The Good, The Bad, and The Ugly Part 1: The Ugly

As you may or may not know — depending on whether you are a friend of mine I bribed with candy to visit my website or a homeless person on the side of the road I also bribed with candy but had to lend my iPad to view it, and then it got awkward — I recently got married. In 30 minutes from now, it will be 3 months ago TODAY. :streamers:

I would love to tell you ALL about it, because for the most part, some really awesome things happened (The Good) but some really annoying things also happened (The Bad), and it’s basically the only blogworthy thing I’ve had to report in years, since life is cool, Tyler is cool, and work is cool. And I will. But today, I will start with what happened the day AFTER the wedding. The car crash that totaled my first car (The Ugly).

Let’s start with this. I *WANTED* to blog all about it the MINUTE it happened, but THE MAN (my mom) said that it probably wasn’t a good idea, liability-wise, to be broadcasting to the woman who ruined my life, using phrases like “she ruined my life” until all the proceedings were over. WELL, THEY OVER.
• • • • •
**What you should do**
Please continue the blog post about the car crash the day after the wedding, starting right after its final sentence.
• • • • •
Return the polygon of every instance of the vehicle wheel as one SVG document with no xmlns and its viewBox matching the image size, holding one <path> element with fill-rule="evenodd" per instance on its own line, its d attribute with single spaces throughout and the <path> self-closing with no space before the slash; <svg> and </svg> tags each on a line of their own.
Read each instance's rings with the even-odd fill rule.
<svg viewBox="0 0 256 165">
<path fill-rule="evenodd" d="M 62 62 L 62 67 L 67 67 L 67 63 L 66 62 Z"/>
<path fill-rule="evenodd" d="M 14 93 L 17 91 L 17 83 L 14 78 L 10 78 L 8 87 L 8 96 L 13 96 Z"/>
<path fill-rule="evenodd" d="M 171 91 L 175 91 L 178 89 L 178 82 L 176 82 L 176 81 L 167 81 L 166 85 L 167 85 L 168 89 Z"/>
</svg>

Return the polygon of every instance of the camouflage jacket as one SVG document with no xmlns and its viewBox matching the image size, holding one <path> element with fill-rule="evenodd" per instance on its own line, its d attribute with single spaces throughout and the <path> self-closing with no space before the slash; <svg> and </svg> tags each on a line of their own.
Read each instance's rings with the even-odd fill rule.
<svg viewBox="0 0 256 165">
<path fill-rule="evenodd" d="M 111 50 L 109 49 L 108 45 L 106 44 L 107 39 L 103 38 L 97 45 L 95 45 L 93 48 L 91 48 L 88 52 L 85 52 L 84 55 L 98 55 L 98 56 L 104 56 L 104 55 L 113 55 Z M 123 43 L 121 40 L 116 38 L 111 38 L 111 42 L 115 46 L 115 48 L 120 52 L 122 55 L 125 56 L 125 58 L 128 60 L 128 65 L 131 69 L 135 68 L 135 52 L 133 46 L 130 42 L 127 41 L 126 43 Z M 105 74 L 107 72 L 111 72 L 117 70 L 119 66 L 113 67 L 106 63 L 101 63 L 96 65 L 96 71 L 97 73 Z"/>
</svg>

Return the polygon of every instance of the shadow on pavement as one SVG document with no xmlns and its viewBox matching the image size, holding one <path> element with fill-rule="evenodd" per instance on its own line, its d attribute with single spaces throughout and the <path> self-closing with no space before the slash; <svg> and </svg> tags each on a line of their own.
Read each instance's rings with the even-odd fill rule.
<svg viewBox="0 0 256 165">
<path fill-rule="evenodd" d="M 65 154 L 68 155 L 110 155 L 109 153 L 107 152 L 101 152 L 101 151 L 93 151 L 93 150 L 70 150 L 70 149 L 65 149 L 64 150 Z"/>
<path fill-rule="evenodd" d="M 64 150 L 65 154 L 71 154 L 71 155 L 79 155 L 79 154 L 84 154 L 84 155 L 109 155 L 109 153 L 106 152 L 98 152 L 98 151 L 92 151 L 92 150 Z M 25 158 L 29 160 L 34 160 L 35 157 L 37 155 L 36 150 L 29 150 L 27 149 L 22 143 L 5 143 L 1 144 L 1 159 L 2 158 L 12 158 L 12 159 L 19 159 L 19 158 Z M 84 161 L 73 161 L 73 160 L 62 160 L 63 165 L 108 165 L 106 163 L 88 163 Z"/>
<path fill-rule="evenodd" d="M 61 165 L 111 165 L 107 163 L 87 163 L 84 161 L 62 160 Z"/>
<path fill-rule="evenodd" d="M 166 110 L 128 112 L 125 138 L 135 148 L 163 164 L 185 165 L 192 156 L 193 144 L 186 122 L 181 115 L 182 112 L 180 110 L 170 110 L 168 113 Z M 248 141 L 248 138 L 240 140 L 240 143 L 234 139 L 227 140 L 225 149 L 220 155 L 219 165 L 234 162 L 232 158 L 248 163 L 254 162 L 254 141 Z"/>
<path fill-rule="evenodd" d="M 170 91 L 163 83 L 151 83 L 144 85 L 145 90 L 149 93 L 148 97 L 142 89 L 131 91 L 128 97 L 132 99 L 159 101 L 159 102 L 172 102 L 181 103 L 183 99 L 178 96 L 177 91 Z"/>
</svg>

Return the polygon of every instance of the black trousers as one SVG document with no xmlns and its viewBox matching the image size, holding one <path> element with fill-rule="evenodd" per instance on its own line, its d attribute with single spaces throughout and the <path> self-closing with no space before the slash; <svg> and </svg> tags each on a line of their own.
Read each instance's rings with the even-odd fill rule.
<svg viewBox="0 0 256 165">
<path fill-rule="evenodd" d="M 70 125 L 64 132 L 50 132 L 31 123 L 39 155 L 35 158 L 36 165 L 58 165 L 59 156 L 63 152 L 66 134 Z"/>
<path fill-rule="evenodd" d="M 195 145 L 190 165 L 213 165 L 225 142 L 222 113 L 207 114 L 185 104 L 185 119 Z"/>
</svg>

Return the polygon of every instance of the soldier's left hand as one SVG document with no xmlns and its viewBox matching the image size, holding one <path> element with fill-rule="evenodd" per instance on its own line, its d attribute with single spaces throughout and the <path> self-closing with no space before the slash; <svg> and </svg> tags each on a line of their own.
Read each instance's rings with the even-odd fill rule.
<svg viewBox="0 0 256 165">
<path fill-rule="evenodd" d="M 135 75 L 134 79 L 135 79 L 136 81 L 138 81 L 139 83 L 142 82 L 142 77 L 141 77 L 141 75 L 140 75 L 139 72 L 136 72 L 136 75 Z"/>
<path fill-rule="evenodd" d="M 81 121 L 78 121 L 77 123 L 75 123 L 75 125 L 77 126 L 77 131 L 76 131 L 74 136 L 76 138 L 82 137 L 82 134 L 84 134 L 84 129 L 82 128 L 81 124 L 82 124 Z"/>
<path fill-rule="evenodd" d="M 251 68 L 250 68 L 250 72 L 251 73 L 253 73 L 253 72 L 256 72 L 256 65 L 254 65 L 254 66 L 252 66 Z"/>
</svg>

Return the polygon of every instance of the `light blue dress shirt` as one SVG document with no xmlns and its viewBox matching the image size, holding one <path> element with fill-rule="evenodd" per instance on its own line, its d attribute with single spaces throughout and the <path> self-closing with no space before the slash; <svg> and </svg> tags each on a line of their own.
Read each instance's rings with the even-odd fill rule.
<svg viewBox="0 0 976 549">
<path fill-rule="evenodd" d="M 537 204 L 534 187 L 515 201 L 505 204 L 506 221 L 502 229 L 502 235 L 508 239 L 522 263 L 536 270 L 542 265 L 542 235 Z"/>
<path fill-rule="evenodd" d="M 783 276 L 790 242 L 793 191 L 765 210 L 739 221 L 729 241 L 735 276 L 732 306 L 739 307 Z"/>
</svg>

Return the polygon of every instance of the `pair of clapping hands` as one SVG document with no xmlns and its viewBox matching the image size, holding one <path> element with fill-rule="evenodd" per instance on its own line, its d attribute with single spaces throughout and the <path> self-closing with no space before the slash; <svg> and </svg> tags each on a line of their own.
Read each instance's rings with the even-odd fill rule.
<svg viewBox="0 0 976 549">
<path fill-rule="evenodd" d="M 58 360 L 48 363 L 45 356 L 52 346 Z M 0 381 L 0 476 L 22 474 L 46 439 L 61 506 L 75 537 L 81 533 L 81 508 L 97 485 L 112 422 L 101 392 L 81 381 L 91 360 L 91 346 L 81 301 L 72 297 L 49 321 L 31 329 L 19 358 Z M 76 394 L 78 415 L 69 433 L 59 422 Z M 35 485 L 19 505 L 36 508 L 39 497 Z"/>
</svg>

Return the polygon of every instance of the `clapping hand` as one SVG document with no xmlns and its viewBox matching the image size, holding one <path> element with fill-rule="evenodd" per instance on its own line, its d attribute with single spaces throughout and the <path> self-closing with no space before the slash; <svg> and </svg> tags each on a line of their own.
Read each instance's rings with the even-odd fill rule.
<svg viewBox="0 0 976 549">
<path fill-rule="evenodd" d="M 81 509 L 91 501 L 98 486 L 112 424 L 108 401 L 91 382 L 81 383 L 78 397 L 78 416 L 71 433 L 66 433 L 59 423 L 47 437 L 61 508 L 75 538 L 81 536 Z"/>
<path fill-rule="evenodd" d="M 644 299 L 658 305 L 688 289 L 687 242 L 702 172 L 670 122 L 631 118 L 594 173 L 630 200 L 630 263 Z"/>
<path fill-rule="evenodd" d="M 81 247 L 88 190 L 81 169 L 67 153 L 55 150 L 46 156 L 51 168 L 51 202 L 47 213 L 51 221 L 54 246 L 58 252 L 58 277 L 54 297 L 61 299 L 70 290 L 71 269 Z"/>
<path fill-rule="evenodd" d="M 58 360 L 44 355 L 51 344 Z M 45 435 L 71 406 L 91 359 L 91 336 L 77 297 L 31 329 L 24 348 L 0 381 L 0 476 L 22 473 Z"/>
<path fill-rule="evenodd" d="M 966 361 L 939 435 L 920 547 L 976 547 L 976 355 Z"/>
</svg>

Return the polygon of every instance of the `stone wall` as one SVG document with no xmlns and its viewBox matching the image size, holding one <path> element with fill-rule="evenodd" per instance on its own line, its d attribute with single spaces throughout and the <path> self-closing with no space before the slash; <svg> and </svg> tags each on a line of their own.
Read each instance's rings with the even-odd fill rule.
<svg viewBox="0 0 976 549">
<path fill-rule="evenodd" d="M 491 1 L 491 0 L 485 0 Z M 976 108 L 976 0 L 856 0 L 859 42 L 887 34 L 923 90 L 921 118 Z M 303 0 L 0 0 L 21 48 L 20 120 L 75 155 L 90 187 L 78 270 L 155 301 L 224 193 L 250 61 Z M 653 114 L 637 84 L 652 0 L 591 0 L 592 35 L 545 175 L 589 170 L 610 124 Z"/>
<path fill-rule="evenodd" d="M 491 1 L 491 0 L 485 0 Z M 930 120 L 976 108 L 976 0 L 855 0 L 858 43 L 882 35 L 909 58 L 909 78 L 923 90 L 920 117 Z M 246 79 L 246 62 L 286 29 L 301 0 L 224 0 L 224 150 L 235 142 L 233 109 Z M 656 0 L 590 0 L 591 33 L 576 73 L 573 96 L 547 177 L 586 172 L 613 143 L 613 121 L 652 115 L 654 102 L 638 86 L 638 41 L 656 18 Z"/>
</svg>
• • • • •
**Written answer**
So there I am, cruising along the 405, car PACKED to the gills with everything from the wedding — my dress, our unity sand delicately in its vase, extra wine bottles, presents. Tyler is in the car behind me, because we had both driven. He motions that he’s getting off the highway for gas, and I follow him, because it’s getting traffic-y, and the road Sepulveda runs adjacent to the highway and is usually more open. FIRST AND ONLY MISTAKE.

I’m driving along. The “Hook” soundtrack is playing melodious tunes, and I’m generally feeling pretty good — if not a little sad that I’d just said goodbye to my parents. But still good because Tyler and I leave a scant few hours after midnight for our honeymoon in Costa Rica, for which we have not yet packed. It’s 5:30 pm. We’re gonna drop off the packed car, and head to Target for power converters and passport holders. Tyler’s behind me, I assume, changing lanes to the far right so he can go to a gas station, and I was going to continue home.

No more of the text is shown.